In discussions with some of my colleagues we have expressed some reservation over the use of the higher doses of caffeine beyond 5 mg/kg and with the publication of a study this week by McPherson et al, these concerns may be quite warranted. For the complete study click here. This study of 74 preterm infants randomized them in the first 24 hours of life to either 80 mg/kg or 20 mg/kg caffeine citrate loads and then in both groups they followed these loads with 10 mg/kg per day maintenance. The primary outcome of the study was white matter structural development by MRI. Previous research by Doyle had found an improvement in this outcome with the use of standard caffeine therapy of 10 mg/kg/d so the real question here was “If a little is good, then is more better?”
Sadly the answer to the last question is a resounding NO!
None of the respiratory outcomes were any different between the standard caffeine and high dose groups but the following came out as a worrisome outcome:
Furthermore when the infants were followed up at 2 years of age a statistically significant percentage of 2 year olds previously randomized to the high dose caffeine regimen were found to be hypertonic (2.3 vs. 1.5%). Overall neurodevelopment was no different between groups but it should be pointed out that the study was not powered to detect such differences.
One question that must come up with these findings is whether or not it is plausible that a 2 day exposure to high dose caffeine followed by standard dosing for the remainder of the time could lead to cerebellar hemorrhage. I think the answer is yes given the findings from a single dose of 25 mg/kg caffeine (equivalent to 50 mg of caffeine citrate/kg as studied by Hoecker et al
As noted by the authors, this single dose was responsible for reducing cerebral blood flow velocity by about 20% from baseline. The regimen over 48 hours in the above study was to give 80 mg/kg in divided doses as a load so it is reasonable to conclude these infants would have experienced a reduction in cerebral blood flow as well, and possibly to a greater degree than the patients in the Hoecker study. Add to this that these are infants under 30 weeks of age who have a fragile arterial and venous network to begin with and it seems reasonable that a period of hypoperfusion possibly combined with hypoxemia and then reperfusion injury could account for these cerebellar bleeds.

Things to do:
• A. Rewrite the caffeine dosing discussion between "In discussions with" and "a resounding NO!", inclusive, swapping "preterm infants" for "premature infants".
• B. Continue the caffeine dosing discussion after its last sentence.

Dataset excerpt:
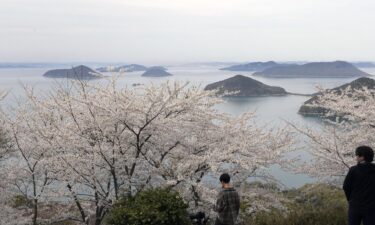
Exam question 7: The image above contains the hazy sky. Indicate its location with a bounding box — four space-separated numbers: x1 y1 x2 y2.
0 0 375 63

Responses for each task:
• A.
In discussions with some of my colleagues we have expressed some reservation over the use of the higher doses of caffeine beyond 5 mg/kg and with the publication of a study this week by McPherson et al, these concerns may be quite warranted. For the complete study click here. This study of 74 premature infants randomized them in the first 24 hours of life to either 80 mg/kg or 20 mg/kg caffeine citrate loads and then in both groups they followed these loads with 10 mg/kg per day maintenance. The primary outcome of the study was white matter structural development by MRI. Previous research by Doyle had found an improvement in this outcome with the use of standard caffeine therapy of 10 mg/kg/d so the real question here was “If a little is good, then is more better?”
Sadly the answer to the last question is a resounding NO!

• B.
So where does this leave us? As the authors conclude it is not wise to plan a larger study looking at the same strategy given the findings in this pilot. What remains unclear at least to me is whether 6, 7 or 8 mg/kg during the maintenance phase of treatment offers any true long-term advantage. With anything there are tradeoffs though and finding the right balance is never easy. If we use lower caffeine doses and in some patients they require intubation, is the increased risk of CLD and possible neurodevelopmental impairment from that worth the limitation of risk? After the first week of life is the risk of cerebellar hemorrhage lower as the blood vessels mature? I think so which would make the argument for using higher doses at that point but in truth we just don’t know about safety in terms of long-term outcomes. For now at least it would seem that in the absence of guidance from research all we can really say is that 2.5 to 5 mg/kg/d of caffeine base is safe but that doses higher than that need to be used with caution. It may be wise to seek informed consent for the use of higher doses in light of these findings but it is up to each unit to decide if this is justified based on your views of the data. What do you think?